LISTING
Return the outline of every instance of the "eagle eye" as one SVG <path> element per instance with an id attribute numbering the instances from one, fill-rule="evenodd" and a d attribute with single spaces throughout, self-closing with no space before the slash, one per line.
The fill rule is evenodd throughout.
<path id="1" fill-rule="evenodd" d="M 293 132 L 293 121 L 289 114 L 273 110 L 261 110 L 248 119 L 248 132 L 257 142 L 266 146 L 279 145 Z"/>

---

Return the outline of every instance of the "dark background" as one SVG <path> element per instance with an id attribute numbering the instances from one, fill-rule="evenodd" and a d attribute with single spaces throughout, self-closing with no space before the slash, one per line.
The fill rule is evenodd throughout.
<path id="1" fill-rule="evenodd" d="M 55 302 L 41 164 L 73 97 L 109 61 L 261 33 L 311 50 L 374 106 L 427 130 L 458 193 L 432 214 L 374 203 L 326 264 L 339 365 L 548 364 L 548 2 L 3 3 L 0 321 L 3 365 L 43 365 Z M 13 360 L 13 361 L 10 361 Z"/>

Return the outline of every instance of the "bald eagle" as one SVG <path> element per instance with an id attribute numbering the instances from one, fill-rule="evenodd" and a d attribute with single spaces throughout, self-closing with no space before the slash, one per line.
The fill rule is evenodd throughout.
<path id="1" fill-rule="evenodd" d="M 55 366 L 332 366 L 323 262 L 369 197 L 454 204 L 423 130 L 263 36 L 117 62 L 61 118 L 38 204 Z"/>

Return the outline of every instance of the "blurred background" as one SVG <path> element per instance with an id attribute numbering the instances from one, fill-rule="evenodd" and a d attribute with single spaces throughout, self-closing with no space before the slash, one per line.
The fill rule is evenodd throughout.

---

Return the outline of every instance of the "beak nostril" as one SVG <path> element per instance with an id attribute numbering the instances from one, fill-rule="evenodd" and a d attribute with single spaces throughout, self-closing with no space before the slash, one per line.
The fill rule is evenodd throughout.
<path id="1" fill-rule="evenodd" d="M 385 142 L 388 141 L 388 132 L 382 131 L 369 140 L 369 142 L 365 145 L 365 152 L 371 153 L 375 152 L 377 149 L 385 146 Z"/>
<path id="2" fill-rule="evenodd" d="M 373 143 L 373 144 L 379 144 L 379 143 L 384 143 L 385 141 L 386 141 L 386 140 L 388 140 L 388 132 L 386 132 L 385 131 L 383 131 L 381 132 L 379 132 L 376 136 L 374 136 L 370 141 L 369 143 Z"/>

AIM
Show each line of the data above that contains the string "dark", treating uppercase and lowercase letters as different.

ANSWER TO THE EXERCISE
Return the outline of every instance of the "dark background" as one SVG <path> element per instance with an id attribute numbering the instances from one, fill-rule="evenodd" and a d attribute with single spaces throughout, self-closing with no space before the slash, one per line.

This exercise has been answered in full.